ОТРЫВОК |
• • • •

В этом сказалось, конечно, безвременье. Если б поднялся вихрь революции, то и Некрасов и маленькие Некрасовы все кинулись бы очертя голову в борьбу, но она только вскипала и замирала вновь, и это подкрепляло колебания и прибавляло к мукам за муку народа собственную муку, стыд за свою душу, душу сына безвременья.
Но в настроении некрасовского покаяния за столь небольшие грехи — огромная революционная этическая сила.
Было бы излишне здесь говорить о поэтическом творчестве Некрасова вообще, об этом слишком много писалось и этого нельзя не заменить советом углубленно и любовно прочесть все его сочинения, но на одном необходимо остановиться.

• • • •

НАБОР ДАННЫХ |
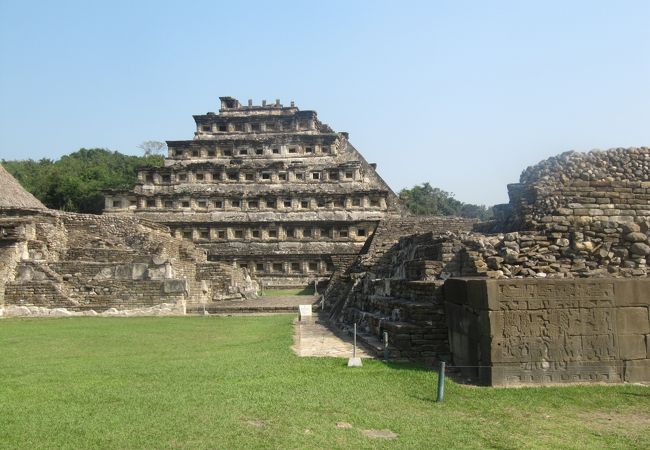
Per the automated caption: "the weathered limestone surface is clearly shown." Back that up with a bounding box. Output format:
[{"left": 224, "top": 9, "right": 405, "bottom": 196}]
[
  {"left": 326, "top": 147, "right": 650, "bottom": 384},
  {"left": 325, "top": 217, "right": 476, "bottom": 361},
  {"left": 444, "top": 278, "right": 650, "bottom": 386},
  {"left": 0, "top": 202, "right": 257, "bottom": 316}
]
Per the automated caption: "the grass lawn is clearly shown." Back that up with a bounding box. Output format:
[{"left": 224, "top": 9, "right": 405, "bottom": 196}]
[{"left": 0, "top": 315, "right": 650, "bottom": 449}]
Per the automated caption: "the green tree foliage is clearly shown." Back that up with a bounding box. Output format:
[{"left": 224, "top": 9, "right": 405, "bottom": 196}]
[
  {"left": 399, "top": 183, "right": 492, "bottom": 220},
  {"left": 2, "top": 148, "right": 164, "bottom": 214}
]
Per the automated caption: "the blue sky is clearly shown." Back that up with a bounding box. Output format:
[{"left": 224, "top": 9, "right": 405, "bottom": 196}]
[{"left": 0, "top": 0, "right": 650, "bottom": 204}]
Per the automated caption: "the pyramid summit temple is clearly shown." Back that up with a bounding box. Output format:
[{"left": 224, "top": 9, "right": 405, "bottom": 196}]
[{"left": 105, "top": 97, "right": 405, "bottom": 287}]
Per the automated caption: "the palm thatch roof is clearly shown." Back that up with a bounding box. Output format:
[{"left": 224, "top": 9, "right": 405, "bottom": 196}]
[{"left": 0, "top": 165, "right": 47, "bottom": 209}]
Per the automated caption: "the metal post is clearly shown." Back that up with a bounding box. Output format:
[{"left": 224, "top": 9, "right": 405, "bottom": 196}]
[
  {"left": 436, "top": 361, "right": 445, "bottom": 402},
  {"left": 384, "top": 331, "right": 388, "bottom": 361}
]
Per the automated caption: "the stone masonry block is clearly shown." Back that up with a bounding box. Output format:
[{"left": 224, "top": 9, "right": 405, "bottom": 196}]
[
  {"left": 614, "top": 279, "right": 650, "bottom": 306},
  {"left": 618, "top": 334, "right": 648, "bottom": 359},
  {"left": 163, "top": 280, "right": 188, "bottom": 294},
  {"left": 616, "top": 307, "right": 650, "bottom": 335},
  {"left": 131, "top": 263, "right": 149, "bottom": 280},
  {"left": 625, "top": 359, "right": 650, "bottom": 383}
]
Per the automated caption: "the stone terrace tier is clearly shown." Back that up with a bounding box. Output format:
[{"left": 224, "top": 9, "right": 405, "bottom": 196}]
[{"left": 105, "top": 97, "right": 404, "bottom": 287}]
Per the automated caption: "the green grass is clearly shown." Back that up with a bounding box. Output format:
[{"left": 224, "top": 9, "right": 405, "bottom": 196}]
[
  {"left": 261, "top": 287, "right": 314, "bottom": 297},
  {"left": 0, "top": 316, "right": 650, "bottom": 449}
]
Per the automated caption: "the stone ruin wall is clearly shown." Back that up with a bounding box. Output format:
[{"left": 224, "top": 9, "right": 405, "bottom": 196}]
[
  {"left": 0, "top": 209, "right": 257, "bottom": 315},
  {"left": 326, "top": 147, "right": 650, "bottom": 382},
  {"left": 445, "top": 277, "right": 650, "bottom": 386},
  {"left": 325, "top": 217, "right": 476, "bottom": 361}
]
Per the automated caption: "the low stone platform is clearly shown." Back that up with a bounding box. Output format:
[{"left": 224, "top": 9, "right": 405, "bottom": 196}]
[
  {"left": 293, "top": 315, "right": 374, "bottom": 358},
  {"left": 187, "top": 295, "right": 320, "bottom": 314}
]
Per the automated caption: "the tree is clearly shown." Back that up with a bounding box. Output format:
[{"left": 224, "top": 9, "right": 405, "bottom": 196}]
[
  {"left": 138, "top": 141, "right": 167, "bottom": 156},
  {"left": 399, "top": 183, "right": 492, "bottom": 220},
  {"left": 2, "top": 148, "right": 164, "bottom": 214}
]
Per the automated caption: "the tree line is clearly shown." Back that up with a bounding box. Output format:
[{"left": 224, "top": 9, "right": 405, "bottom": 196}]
[
  {"left": 2, "top": 148, "right": 164, "bottom": 214},
  {"left": 2, "top": 149, "right": 492, "bottom": 220},
  {"left": 399, "top": 183, "right": 493, "bottom": 220}
]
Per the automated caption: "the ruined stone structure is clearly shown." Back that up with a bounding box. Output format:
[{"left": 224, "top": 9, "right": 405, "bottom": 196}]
[
  {"left": 105, "top": 97, "right": 404, "bottom": 287},
  {"left": 0, "top": 163, "right": 257, "bottom": 315},
  {"left": 327, "top": 147, "right": 650, "bottom": 385},
  {"left": 445, "top": 277, "right": 650, "bottom": 386}
]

• • • •

ЗАДАНИЕ |
Ответьте на вопросы по отрывку о Некрасове.
1. Что сделали бы Некрасов и «маленькие Некрасовы», если бы поднялся вихрь революции?
2. Какая сила заключена в настроении некрасовского покаяния?
3. Как предлагается поступить с сочинениями Некрасова?

ПОЛНОЕ РЕШЕНИЕ |
1. Они все кинулись бы очертя голову в борьбу.
2. Огромная революционная этическая сила.
3. Углубленно и любовно прочесть все его сочинения.